▸ EXERCISE TASK A:
Using the passage on the Free Software Foundation, answer these:
(i) Who founded the FSF, and on what date?
(ii) Since the mid-1990s, what have the FSF's employees and volunteers mostly worked on?
(iii) Which piece of the GNU system is named as one whose copyrights the FSF holds?
▸ EXERCISE TASK B:
From the passage on the Free Software Foundation, copy everything from "Consistent with its" down to "on that software.".

▸ SELECTED PASSAGE:
The Free Software Foundation (FSF) is a 501(c)(3) non-profit organization founded by Richard Stallman on October 4, 1985, to support the free software movement, with the organization's preference for software being distributed under copyleft ("share alike") terms, such as with its own GNU General Public License. The FSF was incorporated in Boston, Massachusetts, US, where it is also based.

From its founding until the mid-1990s, FSF's funds were mostly used to employ software developers to write free software for the GNU Project. Since the mid-1990s, the FSF's employees and volunteers have mostly worked on legal and structural issues for the free software movement and the free software community.

Consistent with its goals, the FSF aims to use only free software on its own computers.

History

The Free Software Foundation was founded in 1985 as a non-profit corporation supporting free software development. It continued existing GNU projects such as the sale of manuals and tapes, and employed developers of the free software system. Since then, it has continued these activities, as well as advocating for the free software movement. The FSF is also the steward of several free software licenses, meaning it publishes them and has the ability to make revisions as needed.

The FSF holds the copyrights on many pieces of the GNU system, such as GNU Compiler Collection. As holder of these copyrights, it has the authority to enforce the copyleft requirements of the GNU General Public License (GPL) when copyright infringement occurs on that software.

▸ INFORMATION PROVIDED:
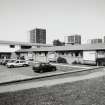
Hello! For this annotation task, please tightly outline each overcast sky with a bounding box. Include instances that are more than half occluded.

▸ EXERCISE RESULT A:
(i) Richard Stallman, on October 4, 1985.
(ii) Legal and structural issues for the free software movement and the free software community.
(iii) The GNU Compiler Collection.

▸ EXERCISE RESULT B:
Consistent with its goals, the FSF aims to use only free software on its own computers.

History

The Free Software Foundation was founded in 1985 as a non-profit corporation supporting free software development. It continued existing GNU projects such as the sale of manuals and tapes, and employed developers of the free software system. Since then, it has continued these activities, as well as advocating for the free software movement. The FSF is also the steward of several free software licenses, meaning it publishes them and has the ability to make revisions as needed.

The FSF holds the copyrights on many pieces of the GNU system, such as GNU Compiler Collection. As holder of these copyrights, it has the authority to enforce the copyleft requirements of the GNU General Public License (GPL) when copyright infringement occurs on that software.